Could you continue the article on Nigeria's oil revenue crisis, picking up right after its final sentence?

**Source passage**
BEGIN
Nigeria’s fiscal crises caused by the oil price collapse and the economic slow-down caused by the Coronavirus pandemic will last for some time yet as forecasts for the price and demand for oil continues to swing downwards.

British Petroleum’s new chief executive says the coronavirus hit to crude consumption or demand will carry on even beyond the pandemic as the world settles down to a new normal for energy requirement.

Yesterday, analysts at the global bank Goldman Sachs said oil could remain at or below the current price of $30 a barrel for a long time to long. It means that in terms of production volumes and price, Nigeria will struggle to fund its budget for years to come.

OPEC said yesterday it expected 2020 global oil demand to shrink by 10 million barrels a day, worse than its previous contraction forecasts of 6.85 million barrels and it expects the second quarter to see the steepest fall in demand. Second quarter demand for oil has been estimated by ING to be no more than 16.77 million barrels, well below OPEC’s daily production levels.

The grim forecast means that Nigeria’s 1.9m barrels a day production target set in the revised medium-term document is overly ambitious, analysts say. Oil revenues are expected by the government to fall by a staggering 80% to N1.5trilliion this year from an initial estimate of over N5trn.

Bernard Looney, who took the top job at the UK energy major in February, told the FT that prior to the Covid-19 crisis, oil was already in stormy waters and that has now been exacerbated by the current global travel bans and lockdowns, slashing consumption by a third from pre-crisis levels of roughly 100m barrels a day.
END
**Dataset content**
BEGIN
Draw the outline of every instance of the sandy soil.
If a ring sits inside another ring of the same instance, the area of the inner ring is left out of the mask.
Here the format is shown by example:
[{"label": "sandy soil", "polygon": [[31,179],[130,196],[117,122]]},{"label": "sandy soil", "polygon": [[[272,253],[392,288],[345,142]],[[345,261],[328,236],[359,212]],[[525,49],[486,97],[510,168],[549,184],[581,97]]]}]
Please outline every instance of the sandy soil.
END
BEGIN
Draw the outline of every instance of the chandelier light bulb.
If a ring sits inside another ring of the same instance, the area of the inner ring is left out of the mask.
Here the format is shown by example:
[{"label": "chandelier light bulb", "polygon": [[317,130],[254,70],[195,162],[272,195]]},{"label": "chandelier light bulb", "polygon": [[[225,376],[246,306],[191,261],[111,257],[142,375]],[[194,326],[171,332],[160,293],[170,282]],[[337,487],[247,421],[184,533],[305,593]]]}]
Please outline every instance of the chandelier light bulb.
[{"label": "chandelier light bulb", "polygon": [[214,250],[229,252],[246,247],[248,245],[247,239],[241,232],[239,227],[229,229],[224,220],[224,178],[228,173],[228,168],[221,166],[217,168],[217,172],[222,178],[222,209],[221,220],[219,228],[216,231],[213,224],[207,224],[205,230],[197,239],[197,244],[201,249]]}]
END
**Answer box**
“It’s not going to make oil more in demand. It’s gotten more likely [oil will] be less in demand,” Mr Looney said, noting that use of technology that enables remote working, cutting the need for travel, could persist. “I don’t think we know how this is going to play out. I certainly don’t know,” he said.

“Could it be peak oil? Possibly. Possibly. I would not write that off.” The oil industry is assessing how much of the slump in demand sparked by coronavirus may become permanent.

On Wednesday oil futures in New York dropped 1.9% after Energy Information Administration reported the lowest crude input in UD refineries since 2008, suggesting that demand recovery will be slower than had been thought.

Africa’s most populous country recorded its first confirmed coronavirus case in late February and last month the International Monetary Fund, IMF approved $3.4bn in emergency financial assistance for Nigeria.